Document section:
• • • •

You might be surprised to learn that there are at least 11 ways that a home’s value can be expressed for determining what price it should ultimately be listed at. Real estate agents only learn about three methods while getting licensed:

  • The Cost Approach

  • The Income Approach

  • The Sales Comparison Approach

The banks, especially, love everyone to use the Sales comparison approach. Before you choose a real estate agent to represent you on the sale of your property, make sure they are aware of all the different ways at your disposal to justify your asking price.

1. THE ASSESSED VALUE

This is what the tax-man thinks your property is worth. May have nothing to do with actual market value.

2. COST OR PURCHASE PRICE

This is what you paid for the property and is important because your capital gains will be the difference between your purchase price and the price you sell it for.

3. INSURANCE VALUE

Not usually taken into account for residential home purchases, the insurance value is nonetheless an important value to know, especially in areas that are at risk for flooding or seasonal fires.

4. BUYERS VALUATION

This is the maximum price a given buyer is willing to pay.

• • • •

Material shown:
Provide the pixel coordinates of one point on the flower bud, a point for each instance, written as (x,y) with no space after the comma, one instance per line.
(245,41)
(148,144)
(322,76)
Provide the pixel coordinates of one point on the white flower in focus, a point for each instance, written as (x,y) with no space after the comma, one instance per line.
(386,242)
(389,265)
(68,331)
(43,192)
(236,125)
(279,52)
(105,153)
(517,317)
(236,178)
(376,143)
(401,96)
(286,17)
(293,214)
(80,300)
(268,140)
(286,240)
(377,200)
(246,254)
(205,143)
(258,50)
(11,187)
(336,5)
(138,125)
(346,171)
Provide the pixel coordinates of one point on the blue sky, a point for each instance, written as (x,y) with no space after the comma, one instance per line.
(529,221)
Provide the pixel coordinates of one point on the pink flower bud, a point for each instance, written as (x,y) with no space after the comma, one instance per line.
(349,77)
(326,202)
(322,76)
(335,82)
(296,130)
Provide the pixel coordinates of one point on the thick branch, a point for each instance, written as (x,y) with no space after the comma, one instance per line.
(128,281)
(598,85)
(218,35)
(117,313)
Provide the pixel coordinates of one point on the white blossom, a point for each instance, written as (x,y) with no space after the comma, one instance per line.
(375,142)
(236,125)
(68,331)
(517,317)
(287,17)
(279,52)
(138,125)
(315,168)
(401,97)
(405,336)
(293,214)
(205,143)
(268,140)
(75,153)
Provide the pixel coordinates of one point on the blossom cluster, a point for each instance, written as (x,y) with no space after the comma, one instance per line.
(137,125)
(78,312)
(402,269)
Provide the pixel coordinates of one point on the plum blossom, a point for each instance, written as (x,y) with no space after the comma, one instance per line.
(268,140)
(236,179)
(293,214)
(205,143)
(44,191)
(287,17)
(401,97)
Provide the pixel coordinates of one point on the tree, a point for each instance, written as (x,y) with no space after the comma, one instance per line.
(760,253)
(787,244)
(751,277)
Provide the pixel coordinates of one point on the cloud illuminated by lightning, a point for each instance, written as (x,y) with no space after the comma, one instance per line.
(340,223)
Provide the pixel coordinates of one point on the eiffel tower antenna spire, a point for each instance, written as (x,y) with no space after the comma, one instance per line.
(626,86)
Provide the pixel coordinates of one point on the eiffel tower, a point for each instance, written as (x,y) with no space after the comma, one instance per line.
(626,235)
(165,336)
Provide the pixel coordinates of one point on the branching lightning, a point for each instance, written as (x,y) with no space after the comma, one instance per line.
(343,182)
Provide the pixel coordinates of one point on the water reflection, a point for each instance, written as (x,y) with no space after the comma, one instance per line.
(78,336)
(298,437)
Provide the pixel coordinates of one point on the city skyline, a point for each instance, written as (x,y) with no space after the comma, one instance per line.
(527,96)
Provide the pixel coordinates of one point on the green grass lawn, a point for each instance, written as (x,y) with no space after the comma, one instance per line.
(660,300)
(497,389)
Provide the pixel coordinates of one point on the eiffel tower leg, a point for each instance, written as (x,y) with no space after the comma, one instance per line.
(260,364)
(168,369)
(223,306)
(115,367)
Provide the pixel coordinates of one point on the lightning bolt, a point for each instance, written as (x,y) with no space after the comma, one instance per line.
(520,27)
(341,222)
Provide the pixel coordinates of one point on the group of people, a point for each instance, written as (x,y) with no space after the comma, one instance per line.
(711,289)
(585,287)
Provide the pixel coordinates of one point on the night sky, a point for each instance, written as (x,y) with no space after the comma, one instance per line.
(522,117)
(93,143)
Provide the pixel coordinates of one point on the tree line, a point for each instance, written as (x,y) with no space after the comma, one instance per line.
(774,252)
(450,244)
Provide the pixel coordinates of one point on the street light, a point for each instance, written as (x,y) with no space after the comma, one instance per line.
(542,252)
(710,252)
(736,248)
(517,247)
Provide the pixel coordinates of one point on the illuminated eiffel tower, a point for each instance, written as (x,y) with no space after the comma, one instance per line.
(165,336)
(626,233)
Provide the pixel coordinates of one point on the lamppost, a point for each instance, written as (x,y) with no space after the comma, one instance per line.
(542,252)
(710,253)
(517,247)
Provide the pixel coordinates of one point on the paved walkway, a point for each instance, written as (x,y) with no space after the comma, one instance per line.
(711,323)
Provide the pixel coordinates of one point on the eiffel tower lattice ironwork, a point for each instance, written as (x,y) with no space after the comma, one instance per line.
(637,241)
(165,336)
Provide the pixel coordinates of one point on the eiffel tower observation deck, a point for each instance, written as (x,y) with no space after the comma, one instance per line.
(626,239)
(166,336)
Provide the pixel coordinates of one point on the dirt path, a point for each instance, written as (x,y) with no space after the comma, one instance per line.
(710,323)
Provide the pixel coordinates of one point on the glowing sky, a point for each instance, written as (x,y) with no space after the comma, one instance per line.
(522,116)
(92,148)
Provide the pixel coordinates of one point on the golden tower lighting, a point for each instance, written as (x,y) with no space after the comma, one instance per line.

• • • •

Description of the task:
Summarize the passage on home values in two sentences. The listing here was drawn from a different source than the passage on home values.

Response for this exercise:
A home's value can be expressed in at least 11 ways for deciding its listing price, yet real estate agents learn only three methods while getting licensed: the cost, income, and sales comparison approaches. The values then described are the assessed value, the cost or purchase price, the insurance value, and the buyer's valuation.